DESCRIPTION OF THE TASK - Extract each line of the material below that contains the string "reflection", treating uppercase and lowercase letters as distinct.

RECORDED DATA -
★ ★ ★

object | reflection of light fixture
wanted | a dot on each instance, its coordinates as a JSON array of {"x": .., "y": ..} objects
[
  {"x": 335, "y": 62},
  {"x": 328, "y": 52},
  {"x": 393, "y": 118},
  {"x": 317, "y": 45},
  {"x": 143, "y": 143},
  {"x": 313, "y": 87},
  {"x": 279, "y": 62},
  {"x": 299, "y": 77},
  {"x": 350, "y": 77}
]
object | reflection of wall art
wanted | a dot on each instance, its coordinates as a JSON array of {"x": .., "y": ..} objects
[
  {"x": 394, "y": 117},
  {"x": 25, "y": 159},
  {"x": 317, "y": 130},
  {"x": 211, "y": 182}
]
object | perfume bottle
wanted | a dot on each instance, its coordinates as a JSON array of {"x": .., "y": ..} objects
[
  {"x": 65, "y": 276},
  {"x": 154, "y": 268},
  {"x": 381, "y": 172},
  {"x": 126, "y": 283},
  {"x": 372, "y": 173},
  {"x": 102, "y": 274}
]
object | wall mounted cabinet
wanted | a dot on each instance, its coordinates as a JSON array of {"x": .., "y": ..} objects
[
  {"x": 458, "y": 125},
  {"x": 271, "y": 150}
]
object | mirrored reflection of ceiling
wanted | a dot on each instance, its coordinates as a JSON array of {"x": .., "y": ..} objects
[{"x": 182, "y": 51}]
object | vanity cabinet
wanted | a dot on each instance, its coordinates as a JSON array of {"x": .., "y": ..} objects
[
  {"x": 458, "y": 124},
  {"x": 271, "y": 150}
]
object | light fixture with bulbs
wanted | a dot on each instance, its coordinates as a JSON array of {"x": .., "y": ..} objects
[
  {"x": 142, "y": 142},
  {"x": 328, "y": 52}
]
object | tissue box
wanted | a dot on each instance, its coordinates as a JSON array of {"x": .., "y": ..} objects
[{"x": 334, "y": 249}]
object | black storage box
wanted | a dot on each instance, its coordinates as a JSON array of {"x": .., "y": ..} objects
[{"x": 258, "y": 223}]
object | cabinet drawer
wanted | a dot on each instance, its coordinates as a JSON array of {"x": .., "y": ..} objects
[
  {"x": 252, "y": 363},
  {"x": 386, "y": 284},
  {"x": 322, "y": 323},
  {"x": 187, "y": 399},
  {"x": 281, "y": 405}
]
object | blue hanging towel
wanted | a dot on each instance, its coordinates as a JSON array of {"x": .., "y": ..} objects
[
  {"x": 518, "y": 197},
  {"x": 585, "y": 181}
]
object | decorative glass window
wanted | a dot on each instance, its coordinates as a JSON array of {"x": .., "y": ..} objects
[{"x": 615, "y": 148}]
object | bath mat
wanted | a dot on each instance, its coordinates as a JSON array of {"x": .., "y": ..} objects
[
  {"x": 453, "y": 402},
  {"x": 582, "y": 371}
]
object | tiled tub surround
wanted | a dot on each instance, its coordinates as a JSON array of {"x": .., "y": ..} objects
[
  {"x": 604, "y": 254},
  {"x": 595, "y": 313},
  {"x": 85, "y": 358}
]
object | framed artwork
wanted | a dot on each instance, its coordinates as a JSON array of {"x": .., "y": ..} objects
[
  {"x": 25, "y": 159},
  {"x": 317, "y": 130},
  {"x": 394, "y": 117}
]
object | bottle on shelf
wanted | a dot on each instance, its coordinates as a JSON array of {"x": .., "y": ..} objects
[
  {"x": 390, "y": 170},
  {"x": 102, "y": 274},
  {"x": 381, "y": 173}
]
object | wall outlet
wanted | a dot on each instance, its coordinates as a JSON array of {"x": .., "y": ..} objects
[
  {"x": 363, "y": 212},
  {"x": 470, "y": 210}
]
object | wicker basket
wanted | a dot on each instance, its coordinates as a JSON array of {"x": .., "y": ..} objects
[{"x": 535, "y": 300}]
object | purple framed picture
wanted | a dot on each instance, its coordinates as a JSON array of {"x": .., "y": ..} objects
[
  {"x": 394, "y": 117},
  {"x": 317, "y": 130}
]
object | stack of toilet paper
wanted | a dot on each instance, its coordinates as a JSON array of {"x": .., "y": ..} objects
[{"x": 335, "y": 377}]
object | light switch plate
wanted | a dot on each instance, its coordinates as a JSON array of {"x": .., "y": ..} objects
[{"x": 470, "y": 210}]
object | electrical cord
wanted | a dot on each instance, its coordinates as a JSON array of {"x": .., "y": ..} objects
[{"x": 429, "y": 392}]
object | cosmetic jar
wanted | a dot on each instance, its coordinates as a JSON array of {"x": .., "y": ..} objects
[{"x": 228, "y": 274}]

★ ★ ★

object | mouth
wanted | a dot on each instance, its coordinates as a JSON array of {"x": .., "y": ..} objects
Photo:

★ ★ ★

WRITTEN RESPONSE -
object | reflection of light fixture
object | reflection of wall art
object | mirrored reflection of ceiling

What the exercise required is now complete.